# Set problem
Convert the lines from the one with "Mark each instance of the police" to the one with "Target: shelf price tag", both included, into a JSON list of strings with one string per line. Leave out any blank lines and use nothing else from the items below.

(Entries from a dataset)
┌──
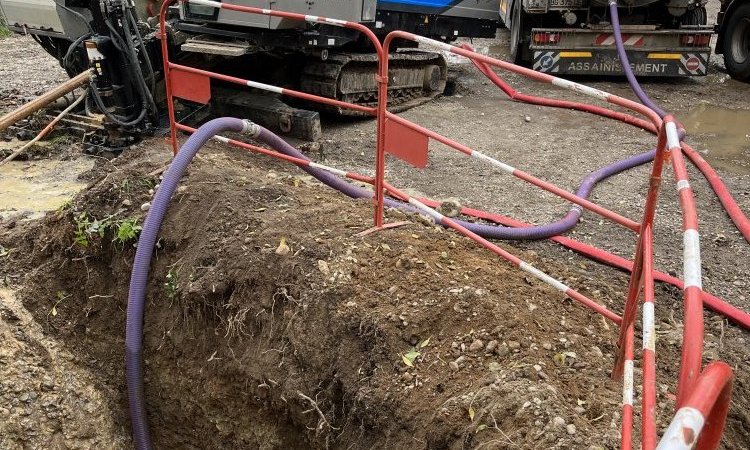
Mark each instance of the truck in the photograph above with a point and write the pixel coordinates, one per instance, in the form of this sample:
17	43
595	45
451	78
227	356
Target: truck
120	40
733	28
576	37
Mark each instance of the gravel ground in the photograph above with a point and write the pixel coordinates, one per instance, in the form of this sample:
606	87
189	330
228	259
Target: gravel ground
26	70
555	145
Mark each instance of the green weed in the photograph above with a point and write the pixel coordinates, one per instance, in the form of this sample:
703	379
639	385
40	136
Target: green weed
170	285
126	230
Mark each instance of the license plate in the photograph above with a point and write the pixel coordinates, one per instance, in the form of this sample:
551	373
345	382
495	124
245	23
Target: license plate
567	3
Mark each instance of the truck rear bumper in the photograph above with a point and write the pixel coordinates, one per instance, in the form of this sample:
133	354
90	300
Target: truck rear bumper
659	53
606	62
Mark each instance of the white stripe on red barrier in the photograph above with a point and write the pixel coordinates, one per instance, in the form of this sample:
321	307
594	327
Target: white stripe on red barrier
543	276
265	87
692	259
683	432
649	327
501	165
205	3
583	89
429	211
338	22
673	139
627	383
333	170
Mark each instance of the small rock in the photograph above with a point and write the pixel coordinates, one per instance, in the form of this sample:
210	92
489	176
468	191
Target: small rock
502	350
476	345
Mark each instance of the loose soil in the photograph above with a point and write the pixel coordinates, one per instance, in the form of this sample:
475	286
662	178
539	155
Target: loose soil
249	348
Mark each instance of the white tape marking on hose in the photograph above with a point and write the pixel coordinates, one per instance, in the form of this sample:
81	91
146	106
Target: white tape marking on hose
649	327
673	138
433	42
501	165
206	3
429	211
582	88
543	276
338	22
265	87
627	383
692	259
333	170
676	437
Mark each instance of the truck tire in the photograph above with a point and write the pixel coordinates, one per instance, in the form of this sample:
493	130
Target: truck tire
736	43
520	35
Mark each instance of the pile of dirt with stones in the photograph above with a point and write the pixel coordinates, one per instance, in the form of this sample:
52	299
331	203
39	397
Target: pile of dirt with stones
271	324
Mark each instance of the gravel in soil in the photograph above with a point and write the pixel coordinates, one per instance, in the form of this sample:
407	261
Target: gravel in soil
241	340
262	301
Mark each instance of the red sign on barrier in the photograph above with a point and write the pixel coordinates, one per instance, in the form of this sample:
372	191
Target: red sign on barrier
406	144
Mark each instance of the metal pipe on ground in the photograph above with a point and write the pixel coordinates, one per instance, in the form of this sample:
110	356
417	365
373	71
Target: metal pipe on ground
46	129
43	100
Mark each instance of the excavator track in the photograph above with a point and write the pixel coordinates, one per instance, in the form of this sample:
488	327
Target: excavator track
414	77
└──
┌──
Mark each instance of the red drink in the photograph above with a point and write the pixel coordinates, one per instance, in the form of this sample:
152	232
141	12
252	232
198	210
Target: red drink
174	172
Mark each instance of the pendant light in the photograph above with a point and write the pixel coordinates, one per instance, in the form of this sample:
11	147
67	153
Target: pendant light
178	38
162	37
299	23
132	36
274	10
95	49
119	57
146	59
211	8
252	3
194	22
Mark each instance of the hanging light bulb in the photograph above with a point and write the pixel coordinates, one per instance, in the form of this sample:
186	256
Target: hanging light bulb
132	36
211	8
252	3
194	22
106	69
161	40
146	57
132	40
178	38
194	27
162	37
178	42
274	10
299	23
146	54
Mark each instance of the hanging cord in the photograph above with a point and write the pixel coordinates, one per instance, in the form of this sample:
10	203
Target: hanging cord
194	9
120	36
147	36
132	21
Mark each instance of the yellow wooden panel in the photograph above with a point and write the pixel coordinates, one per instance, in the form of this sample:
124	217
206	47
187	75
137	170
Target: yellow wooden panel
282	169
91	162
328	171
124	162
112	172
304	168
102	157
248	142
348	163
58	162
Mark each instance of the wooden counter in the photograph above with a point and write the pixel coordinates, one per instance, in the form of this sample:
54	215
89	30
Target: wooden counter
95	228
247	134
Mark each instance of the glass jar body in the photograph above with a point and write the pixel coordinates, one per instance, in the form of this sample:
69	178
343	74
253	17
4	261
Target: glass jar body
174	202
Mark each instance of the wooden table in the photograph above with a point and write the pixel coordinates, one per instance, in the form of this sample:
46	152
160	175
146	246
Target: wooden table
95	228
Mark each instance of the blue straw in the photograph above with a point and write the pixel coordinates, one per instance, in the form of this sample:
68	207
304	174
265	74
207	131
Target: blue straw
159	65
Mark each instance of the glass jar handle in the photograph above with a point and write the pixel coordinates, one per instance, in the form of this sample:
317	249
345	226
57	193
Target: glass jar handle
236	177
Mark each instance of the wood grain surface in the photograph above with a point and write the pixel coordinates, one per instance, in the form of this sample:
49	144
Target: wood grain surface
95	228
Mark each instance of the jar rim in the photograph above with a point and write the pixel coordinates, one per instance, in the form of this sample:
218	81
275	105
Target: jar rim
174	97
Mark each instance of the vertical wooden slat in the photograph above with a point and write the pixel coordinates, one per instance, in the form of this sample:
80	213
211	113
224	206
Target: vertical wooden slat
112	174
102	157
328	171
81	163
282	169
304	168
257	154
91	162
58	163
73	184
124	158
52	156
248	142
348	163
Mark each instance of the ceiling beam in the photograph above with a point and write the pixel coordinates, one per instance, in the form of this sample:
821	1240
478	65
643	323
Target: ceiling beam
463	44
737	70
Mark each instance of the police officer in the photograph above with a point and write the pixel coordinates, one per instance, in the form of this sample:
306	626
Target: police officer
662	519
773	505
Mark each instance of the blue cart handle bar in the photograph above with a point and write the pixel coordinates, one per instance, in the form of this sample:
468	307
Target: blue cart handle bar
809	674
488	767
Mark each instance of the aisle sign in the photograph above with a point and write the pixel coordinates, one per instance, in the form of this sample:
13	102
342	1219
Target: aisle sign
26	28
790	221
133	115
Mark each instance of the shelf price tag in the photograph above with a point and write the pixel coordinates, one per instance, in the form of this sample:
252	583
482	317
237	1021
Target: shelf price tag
└──
# Problem solution
[
  "Mark each instance of the police officer in the photograph above with a point and write the pixel coordinates, one per instance, in the form of this sample:",
  "306\t626",
  "Target: police officer",
  "662\t519",
  "773\t505",
  "Mark each instance of the blue cart handle bar in the photograph above with a point and write the pixel coordinates, one per instance, in the form of this sample:",
  "468\t307",
  "Target: blue cart handle bar",
  "809\t674",
  "488\t767",
  "Mark each instance of the aisle sign in the photograph above with a point and write the pixel coordinates, one per instance, in the form of this sample:",
  "13\t102",
  "342\t1219",
  "Target: aisle sign",
  "26\t28",
  "790\t221",
  "133\t115",
  "Mark each instance of the shelf price tag in the photograph above with a point and write the pixel coordinates, one per instance, in the form of this sample:",
  "252\t583",
  "482\t317",
  "237\t1021",
  "Target: shelf price tag"
]